Aim of the task:
Locate the word "beige" in the entries below, then gather every line that holds it.

Material provided:
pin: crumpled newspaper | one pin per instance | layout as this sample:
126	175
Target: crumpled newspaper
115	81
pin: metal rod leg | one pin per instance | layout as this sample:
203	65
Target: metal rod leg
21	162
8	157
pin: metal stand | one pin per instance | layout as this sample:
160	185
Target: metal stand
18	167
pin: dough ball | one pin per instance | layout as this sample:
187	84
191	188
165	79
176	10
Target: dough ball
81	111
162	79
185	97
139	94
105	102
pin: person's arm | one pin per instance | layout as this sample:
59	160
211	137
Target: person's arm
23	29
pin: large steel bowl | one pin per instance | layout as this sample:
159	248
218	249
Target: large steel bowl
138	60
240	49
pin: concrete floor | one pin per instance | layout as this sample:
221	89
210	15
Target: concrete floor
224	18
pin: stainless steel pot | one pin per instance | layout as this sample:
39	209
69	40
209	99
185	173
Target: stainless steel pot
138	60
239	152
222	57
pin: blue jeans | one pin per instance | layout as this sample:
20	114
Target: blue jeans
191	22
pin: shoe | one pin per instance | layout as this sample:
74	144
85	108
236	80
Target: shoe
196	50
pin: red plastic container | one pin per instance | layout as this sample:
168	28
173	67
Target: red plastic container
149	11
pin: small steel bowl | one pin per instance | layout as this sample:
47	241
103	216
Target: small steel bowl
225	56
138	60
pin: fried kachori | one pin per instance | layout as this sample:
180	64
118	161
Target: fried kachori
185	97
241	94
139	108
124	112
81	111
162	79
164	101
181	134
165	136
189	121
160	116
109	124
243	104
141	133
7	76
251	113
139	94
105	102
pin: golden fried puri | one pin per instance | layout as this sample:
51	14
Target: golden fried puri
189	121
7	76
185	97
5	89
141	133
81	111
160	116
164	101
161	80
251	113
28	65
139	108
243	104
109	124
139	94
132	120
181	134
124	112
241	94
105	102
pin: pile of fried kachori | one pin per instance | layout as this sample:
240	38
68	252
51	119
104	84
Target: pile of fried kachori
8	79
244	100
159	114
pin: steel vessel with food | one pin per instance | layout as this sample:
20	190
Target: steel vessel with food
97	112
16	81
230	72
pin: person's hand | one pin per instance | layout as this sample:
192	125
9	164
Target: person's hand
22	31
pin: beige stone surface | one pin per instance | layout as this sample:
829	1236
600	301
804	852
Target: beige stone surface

Solution for this exercise:
pin: beige stone surface | one pin per instance | layout as this sample:
Target: beige stone surface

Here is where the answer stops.